> [YOUR OBJECTIVE]:
In the passage on refugees, where did the writer grow up?

> [EXTRACT]:
^^^^^^^^^^^^^^^^
When I didn’t manage to read a book I had selected for 2017’s Read Harder Challenge I left the library request in as these were books that I had put onto the list for several reasons. Following ElCicco’s detailed and extensive review of A Hope More Powerful than the Sea I knew I needed to read this book in order to bear witness to one woman’s experience as a refugee from the Syrian war as it is one of the greatest humanitarian disasters of my life, and with this being Melissa Fleming’s debut I had an excuse to move it up the list.
I am always stunned when I come across people who seem to think refugees are to blame for their circumstances. There seems to be a prevailing response in the United States (and parts of Europe) to blame the individual for the crimes of the masses and government. Perhaps I am so far in the other direction because I grew up in South Florida during the Haitian and Cuban refugee crises of the early 1990s. Dry foot laws and quotas, detention centers, and seemingly racist choices about who to send home to death and who to allow in permeated the nightly news as well as my classrooms and friends’ families were a part of my daily reality and directly impacted my view on what it costs for someone to leave their only home with nothing but the clothes on their back and no guarantee that they will survive the trip. Twenty years later we’re watching it happen again, on a much larger scale.
^^^^^^^^^^^^^^^^
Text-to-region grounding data
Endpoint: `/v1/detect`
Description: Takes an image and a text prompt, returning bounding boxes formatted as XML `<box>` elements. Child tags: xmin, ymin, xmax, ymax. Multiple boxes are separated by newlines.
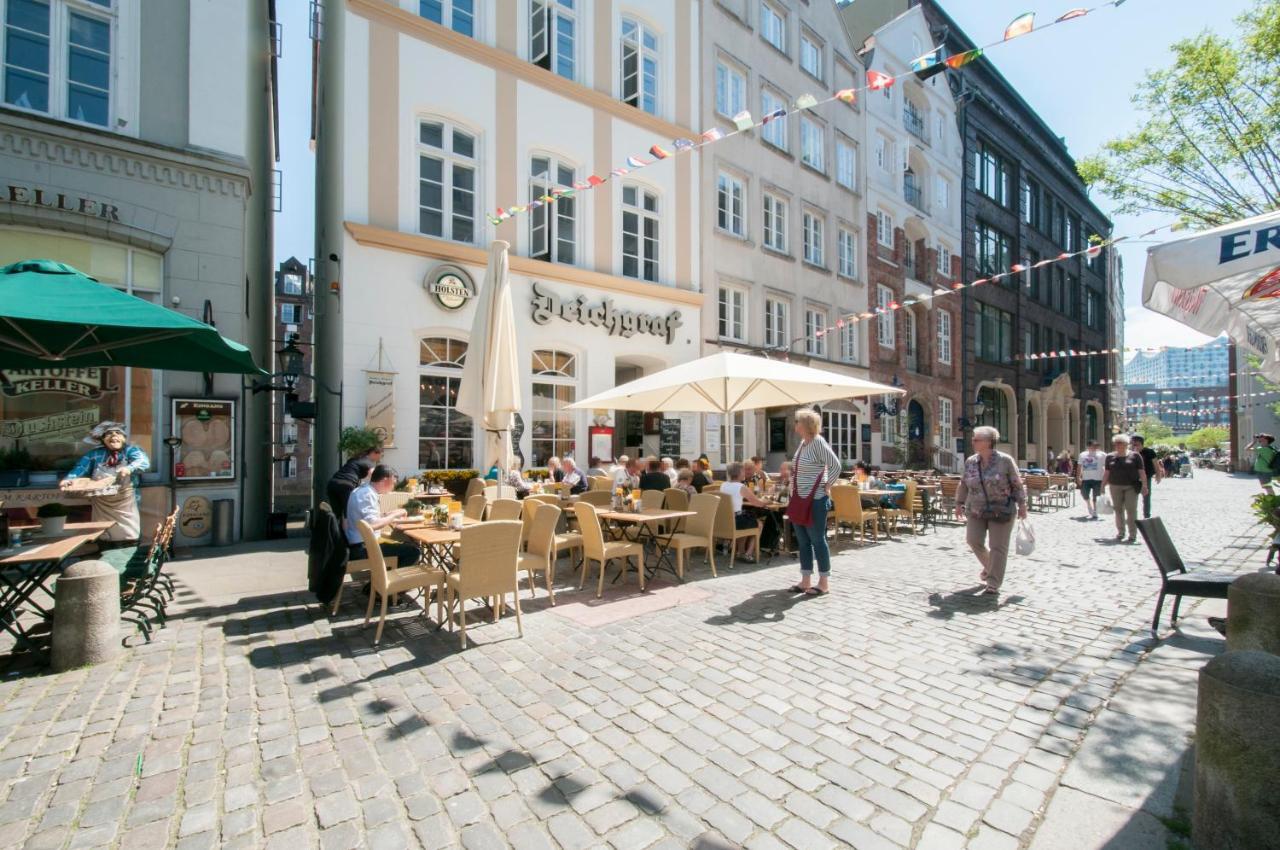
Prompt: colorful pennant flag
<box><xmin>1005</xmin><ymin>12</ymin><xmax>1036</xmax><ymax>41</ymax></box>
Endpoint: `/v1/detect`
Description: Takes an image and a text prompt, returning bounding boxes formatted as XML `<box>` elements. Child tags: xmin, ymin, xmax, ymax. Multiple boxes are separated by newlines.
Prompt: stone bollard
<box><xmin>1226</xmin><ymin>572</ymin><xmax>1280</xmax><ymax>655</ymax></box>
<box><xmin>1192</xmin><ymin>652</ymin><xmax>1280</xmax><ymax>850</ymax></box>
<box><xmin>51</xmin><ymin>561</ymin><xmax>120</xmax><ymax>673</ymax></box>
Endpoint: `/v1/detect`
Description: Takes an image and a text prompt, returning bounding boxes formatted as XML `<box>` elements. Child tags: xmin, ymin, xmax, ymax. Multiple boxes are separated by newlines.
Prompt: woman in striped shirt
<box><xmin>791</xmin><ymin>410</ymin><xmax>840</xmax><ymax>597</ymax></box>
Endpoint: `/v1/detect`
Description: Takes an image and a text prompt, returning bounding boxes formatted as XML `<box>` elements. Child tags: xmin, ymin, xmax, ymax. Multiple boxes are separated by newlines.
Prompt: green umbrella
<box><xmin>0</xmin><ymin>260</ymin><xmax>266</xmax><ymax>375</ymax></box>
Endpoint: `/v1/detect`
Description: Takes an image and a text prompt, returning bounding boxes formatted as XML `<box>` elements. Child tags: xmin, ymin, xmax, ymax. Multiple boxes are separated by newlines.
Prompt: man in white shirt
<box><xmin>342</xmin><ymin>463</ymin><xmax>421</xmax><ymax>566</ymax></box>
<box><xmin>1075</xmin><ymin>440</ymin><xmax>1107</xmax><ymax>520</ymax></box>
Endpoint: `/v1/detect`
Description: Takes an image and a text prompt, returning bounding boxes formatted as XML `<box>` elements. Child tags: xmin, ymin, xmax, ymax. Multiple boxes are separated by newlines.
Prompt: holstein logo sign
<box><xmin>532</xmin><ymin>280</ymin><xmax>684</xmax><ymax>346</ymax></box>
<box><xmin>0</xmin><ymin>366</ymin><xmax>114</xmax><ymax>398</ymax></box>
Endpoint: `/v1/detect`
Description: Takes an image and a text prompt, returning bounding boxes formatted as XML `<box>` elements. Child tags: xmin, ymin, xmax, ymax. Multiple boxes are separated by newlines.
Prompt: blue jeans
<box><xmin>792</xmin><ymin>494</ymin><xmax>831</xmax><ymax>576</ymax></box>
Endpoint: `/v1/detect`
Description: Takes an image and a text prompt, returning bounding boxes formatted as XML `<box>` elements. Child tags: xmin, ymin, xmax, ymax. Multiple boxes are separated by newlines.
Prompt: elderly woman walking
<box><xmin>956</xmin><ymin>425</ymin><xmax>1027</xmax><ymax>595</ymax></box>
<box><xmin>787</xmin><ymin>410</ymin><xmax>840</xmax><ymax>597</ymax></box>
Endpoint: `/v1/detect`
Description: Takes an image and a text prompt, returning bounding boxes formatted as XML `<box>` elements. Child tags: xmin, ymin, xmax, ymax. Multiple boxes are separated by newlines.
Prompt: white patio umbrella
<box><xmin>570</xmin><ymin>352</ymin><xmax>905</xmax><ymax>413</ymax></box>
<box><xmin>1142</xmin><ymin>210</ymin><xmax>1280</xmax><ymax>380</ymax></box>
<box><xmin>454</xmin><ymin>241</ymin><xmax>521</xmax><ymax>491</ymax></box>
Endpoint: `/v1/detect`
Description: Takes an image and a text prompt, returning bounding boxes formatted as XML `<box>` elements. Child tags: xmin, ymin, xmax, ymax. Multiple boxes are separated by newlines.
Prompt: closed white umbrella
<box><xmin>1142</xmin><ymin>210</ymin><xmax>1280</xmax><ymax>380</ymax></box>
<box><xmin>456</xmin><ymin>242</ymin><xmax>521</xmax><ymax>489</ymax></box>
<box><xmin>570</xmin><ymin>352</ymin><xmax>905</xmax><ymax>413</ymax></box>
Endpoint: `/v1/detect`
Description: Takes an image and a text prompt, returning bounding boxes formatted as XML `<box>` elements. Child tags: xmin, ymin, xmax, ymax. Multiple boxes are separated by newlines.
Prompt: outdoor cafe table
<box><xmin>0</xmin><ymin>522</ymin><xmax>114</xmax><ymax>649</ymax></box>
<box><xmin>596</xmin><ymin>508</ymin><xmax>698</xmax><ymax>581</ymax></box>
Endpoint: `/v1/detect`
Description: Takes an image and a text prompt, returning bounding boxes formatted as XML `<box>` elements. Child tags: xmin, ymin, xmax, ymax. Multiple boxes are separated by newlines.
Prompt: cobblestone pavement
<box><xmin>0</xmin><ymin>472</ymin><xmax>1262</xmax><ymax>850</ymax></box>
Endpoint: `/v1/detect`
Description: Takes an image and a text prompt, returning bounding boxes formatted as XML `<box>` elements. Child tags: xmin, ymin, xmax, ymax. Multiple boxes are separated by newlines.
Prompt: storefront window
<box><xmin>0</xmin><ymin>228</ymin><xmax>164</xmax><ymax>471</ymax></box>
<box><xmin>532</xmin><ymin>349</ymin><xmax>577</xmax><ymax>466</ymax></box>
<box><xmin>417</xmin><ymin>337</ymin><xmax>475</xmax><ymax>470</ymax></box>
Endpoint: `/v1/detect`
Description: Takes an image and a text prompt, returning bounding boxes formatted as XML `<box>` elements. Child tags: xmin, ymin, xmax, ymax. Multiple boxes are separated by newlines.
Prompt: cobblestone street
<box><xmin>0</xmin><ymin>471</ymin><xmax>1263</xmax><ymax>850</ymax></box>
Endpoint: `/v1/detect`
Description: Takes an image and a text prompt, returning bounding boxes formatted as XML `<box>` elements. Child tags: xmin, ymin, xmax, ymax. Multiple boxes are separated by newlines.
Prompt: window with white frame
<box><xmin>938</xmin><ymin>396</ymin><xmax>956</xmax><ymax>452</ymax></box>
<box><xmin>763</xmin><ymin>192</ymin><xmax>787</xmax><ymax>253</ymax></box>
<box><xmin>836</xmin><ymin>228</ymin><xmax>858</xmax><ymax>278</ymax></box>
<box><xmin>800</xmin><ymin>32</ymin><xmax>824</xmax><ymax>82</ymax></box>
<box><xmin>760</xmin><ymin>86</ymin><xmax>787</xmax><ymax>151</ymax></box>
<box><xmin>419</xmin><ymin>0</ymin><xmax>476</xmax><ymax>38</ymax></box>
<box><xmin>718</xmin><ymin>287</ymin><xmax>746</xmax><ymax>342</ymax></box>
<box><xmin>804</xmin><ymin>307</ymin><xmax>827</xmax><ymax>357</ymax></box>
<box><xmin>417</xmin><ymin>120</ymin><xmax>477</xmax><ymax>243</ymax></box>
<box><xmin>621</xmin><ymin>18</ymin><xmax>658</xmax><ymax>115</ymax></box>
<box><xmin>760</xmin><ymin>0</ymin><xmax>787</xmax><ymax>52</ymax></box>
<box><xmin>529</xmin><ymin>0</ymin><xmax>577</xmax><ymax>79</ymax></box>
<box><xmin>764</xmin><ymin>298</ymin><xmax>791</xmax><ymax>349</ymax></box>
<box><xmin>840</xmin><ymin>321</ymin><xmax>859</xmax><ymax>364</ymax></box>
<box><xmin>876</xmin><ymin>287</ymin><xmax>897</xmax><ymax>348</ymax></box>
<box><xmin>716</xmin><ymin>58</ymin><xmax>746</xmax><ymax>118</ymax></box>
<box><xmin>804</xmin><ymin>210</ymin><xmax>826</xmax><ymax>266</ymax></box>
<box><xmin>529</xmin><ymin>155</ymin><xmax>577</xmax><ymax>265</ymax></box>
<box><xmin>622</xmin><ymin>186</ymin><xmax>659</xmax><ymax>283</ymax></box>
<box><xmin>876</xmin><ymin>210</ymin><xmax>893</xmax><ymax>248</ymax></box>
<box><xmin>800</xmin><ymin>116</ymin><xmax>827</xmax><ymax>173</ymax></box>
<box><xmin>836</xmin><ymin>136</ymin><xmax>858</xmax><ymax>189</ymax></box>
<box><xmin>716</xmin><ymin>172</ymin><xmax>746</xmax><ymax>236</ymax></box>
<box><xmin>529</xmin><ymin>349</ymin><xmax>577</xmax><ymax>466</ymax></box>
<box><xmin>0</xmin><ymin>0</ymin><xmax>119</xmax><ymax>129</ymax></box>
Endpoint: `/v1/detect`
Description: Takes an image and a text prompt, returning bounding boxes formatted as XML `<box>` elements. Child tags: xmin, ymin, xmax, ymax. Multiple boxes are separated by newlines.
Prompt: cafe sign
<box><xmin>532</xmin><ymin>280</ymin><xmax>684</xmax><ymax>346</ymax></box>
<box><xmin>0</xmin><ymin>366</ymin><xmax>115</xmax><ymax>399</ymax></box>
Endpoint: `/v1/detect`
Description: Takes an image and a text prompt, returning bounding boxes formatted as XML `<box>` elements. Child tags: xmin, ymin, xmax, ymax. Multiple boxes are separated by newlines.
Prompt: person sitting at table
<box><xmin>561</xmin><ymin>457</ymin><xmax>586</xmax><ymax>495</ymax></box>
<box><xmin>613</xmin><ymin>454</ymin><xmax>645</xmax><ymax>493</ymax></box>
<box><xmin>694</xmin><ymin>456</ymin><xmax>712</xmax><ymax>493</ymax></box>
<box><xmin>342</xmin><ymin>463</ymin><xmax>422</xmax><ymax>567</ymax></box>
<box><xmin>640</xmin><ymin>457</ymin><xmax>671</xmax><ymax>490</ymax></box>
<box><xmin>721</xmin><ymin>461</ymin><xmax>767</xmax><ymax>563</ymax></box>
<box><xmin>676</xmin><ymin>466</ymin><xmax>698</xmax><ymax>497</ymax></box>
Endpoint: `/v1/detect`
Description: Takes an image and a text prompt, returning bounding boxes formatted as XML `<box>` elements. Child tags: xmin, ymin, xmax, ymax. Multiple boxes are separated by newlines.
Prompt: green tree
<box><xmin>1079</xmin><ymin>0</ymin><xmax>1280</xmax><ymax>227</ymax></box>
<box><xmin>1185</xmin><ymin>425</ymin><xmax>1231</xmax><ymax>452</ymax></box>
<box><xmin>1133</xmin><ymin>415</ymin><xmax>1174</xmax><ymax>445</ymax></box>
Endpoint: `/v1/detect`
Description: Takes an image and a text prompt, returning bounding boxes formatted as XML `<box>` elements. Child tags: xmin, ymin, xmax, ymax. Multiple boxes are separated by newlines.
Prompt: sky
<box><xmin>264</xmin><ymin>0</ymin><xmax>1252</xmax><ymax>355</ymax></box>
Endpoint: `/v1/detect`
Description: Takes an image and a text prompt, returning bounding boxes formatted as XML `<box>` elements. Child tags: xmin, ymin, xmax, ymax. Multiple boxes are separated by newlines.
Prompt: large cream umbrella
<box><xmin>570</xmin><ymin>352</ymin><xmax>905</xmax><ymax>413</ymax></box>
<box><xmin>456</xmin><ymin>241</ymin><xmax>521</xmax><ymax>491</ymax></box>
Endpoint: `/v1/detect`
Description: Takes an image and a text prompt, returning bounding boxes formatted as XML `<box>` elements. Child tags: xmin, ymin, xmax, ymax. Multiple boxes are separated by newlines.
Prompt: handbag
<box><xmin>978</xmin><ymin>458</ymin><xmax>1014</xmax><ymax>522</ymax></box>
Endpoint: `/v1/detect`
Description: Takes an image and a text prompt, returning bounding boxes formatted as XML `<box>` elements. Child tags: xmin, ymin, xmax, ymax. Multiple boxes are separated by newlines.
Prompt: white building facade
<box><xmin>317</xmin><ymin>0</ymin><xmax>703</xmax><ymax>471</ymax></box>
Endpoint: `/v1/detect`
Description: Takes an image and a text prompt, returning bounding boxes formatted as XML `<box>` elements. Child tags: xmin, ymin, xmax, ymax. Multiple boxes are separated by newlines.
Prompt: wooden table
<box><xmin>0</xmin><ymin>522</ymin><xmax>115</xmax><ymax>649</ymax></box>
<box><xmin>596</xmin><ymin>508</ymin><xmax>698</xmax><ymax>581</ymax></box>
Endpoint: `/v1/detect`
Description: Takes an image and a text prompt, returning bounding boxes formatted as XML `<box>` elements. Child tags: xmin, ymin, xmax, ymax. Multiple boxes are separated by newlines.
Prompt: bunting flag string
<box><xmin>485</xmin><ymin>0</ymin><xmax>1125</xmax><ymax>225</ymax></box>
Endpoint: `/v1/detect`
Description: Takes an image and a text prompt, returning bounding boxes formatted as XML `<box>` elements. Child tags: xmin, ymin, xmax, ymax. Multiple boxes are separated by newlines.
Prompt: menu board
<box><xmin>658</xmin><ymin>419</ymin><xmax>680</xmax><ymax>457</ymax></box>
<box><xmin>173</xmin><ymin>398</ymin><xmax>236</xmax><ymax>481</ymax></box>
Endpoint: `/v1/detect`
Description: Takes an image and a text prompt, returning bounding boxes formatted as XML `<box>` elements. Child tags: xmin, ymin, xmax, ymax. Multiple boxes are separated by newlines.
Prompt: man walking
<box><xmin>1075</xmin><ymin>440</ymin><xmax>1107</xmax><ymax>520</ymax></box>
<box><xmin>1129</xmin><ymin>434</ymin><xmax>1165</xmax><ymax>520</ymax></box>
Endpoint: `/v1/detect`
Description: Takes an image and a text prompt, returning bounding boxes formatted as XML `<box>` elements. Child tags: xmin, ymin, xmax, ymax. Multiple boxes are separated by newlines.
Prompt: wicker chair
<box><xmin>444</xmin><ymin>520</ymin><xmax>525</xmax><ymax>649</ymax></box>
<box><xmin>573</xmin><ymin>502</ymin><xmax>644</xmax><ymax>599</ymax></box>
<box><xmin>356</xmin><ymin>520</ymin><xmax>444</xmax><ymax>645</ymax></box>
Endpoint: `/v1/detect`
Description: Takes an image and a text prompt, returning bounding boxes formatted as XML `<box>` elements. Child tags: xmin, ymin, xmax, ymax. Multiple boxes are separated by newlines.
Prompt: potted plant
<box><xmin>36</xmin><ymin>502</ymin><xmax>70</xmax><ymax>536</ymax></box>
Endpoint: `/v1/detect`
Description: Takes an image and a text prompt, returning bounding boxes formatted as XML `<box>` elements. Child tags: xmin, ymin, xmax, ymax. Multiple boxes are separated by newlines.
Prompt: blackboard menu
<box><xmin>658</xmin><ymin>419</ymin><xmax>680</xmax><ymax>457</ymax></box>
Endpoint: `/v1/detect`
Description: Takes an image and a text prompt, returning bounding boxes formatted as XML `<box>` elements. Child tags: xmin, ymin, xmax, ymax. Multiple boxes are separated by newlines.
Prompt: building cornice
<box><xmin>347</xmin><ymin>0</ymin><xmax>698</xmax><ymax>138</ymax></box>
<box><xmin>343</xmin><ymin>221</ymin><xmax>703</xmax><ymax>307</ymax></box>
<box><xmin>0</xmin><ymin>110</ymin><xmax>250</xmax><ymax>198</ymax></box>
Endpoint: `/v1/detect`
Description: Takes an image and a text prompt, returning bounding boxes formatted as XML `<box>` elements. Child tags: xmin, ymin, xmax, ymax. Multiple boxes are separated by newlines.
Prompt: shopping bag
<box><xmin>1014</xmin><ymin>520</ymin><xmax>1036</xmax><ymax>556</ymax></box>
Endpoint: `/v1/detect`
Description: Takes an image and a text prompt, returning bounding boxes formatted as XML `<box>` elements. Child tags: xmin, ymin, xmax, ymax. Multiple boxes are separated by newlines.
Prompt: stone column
^^^^^^^^^^^^^^^^
> [OUTPUT]:
In South Florida, during the Haitian and Cuban refugee crises of the early 1990s.